- _REQUIRED ACTION_
The records below need retyping in full; give them again exactly.

Segment Start: DATASET

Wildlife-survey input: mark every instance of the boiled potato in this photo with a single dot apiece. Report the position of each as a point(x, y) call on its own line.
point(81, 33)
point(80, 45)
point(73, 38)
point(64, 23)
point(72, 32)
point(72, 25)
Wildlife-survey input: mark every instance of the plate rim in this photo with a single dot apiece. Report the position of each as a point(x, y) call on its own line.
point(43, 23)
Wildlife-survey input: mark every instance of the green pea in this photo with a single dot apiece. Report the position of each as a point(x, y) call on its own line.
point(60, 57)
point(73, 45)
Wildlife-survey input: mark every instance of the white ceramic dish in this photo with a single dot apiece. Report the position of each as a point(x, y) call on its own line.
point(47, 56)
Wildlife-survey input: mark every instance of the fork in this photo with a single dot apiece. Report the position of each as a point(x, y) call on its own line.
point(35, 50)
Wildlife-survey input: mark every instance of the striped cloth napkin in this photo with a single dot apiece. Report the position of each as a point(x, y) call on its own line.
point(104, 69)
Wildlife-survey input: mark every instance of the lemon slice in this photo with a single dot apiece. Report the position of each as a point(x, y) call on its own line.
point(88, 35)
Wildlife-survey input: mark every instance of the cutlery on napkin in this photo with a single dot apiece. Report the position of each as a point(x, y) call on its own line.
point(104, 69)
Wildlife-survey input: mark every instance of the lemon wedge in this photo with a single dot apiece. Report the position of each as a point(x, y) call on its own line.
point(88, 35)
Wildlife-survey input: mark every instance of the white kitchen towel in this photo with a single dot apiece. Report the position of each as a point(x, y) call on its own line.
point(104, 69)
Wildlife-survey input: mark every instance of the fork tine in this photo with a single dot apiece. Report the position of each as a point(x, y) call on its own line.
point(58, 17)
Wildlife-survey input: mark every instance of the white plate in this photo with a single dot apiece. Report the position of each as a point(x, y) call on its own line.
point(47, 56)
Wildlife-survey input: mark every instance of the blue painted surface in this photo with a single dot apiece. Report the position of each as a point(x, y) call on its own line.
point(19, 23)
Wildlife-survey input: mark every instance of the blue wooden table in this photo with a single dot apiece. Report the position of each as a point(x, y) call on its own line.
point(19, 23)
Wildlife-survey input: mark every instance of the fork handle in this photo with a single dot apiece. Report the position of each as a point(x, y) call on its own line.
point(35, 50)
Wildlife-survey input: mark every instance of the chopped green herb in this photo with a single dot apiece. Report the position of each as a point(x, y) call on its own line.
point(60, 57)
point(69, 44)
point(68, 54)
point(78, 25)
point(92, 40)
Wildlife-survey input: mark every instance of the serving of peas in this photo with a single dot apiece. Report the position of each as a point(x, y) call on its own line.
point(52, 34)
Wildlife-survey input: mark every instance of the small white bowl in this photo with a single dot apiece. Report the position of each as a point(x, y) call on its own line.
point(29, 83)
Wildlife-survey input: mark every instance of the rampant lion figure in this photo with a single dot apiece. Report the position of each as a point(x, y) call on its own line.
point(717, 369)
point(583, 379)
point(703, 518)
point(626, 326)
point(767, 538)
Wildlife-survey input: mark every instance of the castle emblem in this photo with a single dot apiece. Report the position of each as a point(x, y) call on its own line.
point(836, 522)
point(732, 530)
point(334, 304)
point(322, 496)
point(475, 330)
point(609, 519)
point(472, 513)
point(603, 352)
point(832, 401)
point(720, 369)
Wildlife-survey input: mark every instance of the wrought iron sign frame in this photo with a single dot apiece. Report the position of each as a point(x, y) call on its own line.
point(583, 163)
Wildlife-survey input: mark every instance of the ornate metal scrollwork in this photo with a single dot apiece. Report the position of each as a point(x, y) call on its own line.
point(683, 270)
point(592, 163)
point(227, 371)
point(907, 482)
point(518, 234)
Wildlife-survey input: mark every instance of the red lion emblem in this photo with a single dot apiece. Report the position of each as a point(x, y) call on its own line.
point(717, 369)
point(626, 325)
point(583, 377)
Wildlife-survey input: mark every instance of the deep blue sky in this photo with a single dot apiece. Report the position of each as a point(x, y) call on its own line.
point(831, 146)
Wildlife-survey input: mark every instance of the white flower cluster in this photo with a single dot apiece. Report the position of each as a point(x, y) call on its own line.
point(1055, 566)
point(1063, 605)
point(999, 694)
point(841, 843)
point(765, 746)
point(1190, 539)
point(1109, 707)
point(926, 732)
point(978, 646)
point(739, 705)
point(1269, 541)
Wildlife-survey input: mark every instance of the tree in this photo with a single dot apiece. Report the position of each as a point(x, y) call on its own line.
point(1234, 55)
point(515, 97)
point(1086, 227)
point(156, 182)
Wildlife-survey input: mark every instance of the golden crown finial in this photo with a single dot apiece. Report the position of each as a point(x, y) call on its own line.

Segment End: DATASET

- _ANSWER SPACE_
Wildlife-survey input: mark every instance of the boiled potato in this photo with a single dot apiece. Report the position of each as a point(x, y) call on its own line.
point(81, 33)
point(80, 45)
point(73, 38)
point(64, 23)
point(72, 32)
point(72, 25)
Wildlife-survey input: mark every instance of the plate rim in this photo with a single dot apiece. Report the position of each as a point(x, y) call on its own line.
point(43, 23)
Wildlife-survey input: mark every instance of the green pea in this photo with a single dot apiece. Report the position of each as a point(x, y) call on its own line.
point(60, 57)
point(73, 45)
Wildlife-survey input: mark every instance of the white ceramic dish in this photo with a single dot apiece. Report the position of each as a point(x, y) call on its own line.
point(47, 56)
Wildlife-survey input: mark every instance of the fork in this photo with a single dot apiece. Report the position of each as a point(x, y) call on its own line.
point(35, 50)
Wildlife-survey input: mark every instance of the striped cloth napkin in this photo with a single dot apiece. Report the position of each as a point(x, y) call on its own line.
point(104, 69)
Wildlife-survey input: mark every instance of the lemon slice in this photo with a single dot apiece. Report the position of each as a point(x, y) call on its own line.
point(88, 35)
Wildlife-survey input: mark every instance of the cutlery on napkin in this photo with a single dot apiece. Report the position of each as a point(x, y) call on its own line.
point(104, 69)
Wildlife-survey input: mark every instance of the lemon wedge in this photo with a single dot apiece. Report the position of each as a point(x, y) call on its own line.
point(88, 35)
Wildlife-survey input: mark every instance of the white kitchen towel in this photo with a single dot apiece. Report the position of each as a point(x, y) call on its own line.
point(104, 69)
Wildlife-survey input: mark every instance of the fork tine in this photo with a single dot apiece. Report the position of each as a point(x, y) call on its own line.
point(58, 17)
Wildlife-survey input: mark every instance of the white plate in this photo with a single dot apiece. Report the position of each as a point(x, y) call on its own line.
point(47, 56)
Wildlife-survey input: mark every instance of the blue painted surface in this photo with a single dot apiece. Report the position of each as a point(x, y) call on its own line.
point(19, 23)
Wildlife-survey input: mark every instance of the blue wooden table in this photo with a single dot apiece. Report the position of each as a point(x, y) call on its own line.
point(19, 23)
Wildlife-survey input: mark every instance of the fork handle in this photo with a single dot apiece. Report the position of each as a point(x, y) call on its own line.
point(35, 50)
Wildlife-survey input: mark every instance of the chopped green herb in this photo with a single dot apiece. Report the position of each as a point(x, y) call on its own line.
point(60, 57)
point(69, 44)
point(68, 54)
point(78, 25)
point(92, 40)
Wildlife-survey input: mark every instance of the serving of peas in this photo with a single dot apiece. Report the position of each as a point(x, y) call on its own line.
point(52, 34)
Wildlife-survey input: mark every instance of the small white bowl in this photo with a single dot apiece. Report the position of each as a point(x, y) call on its own line.
point(29, 83)
Wildlife-survey input: mark every instance of the rampant lion figure in this photo with a single dot apiece. Report the position of each as a point(x, y) call on its own line.
point(717, 369)
point(583, 379)
point(703, 518)
point(626, 326)
point(767, 538)
Wildlife-survey input: mark every instance of the castle emblem in this photo with a single dot apiece. Report the position of each as a point(x, y) call on its own line.
point(836, 522)
point(732, 530)
point(334, 304)
point(322, 496)
point(475, 330)
point(609, 519)
point(472, 513)
point(603, 352)
point(832, 401)
point(720, 369)
Wildlife-survey input: mark every instance of the wrought iron sign frame in this photo with a single dot apiece. Report the position of each as a point(x, y) call on its own line.
point(583, 163)
Wildlife-survey input: mark every instance of the ornate metal scrollwork in this photo with a single dot apiece. Report the position of each as a point(x, y) call on its own line.
point(683, 270)
point(592, 163)
point(227, 371)
point(907, 482)
point(518, 234)
Wildlife-survey input: mark every instance of the red lion emblem in this photo with a single dot apiece. Report the position of each as a point(x, y) call on its own line.
point(717, 369)
point(626, 325)
point(583, 377)
Wildlife-survey input: mark every instance of the deep blue sky in this photo with a single dot apiece. Report the position of each as a point(x, y) call on its own line.
point(831, 146)
Wildlife-survey input: mark every instance of the white flower cluster in this photo with a single dot apiece. Report the position of each as a point(x, y) call on its own line.
point(1055, 566)
point(1063, 605)
point(999, 694)
point(841, 843)
point(765, 746)
point(1190, 539)
point(1109, 707)
point(926, 732)
point(978, 646)
point(739, 705)
point(1269, 541)
Wildlife-survey input: mark every instance of the tree in this photo with a single dot apiece. Report the position of each as a point(x, y) call on its own line.
point(1234, 55)
point(515, 97)
point(1086, 227)
point(156, 182)
Wildlife-survey input: mark every instance of the golden crown finial in this photo with a single dot apiece. Report the position of each as a point(x, y) call on its own line.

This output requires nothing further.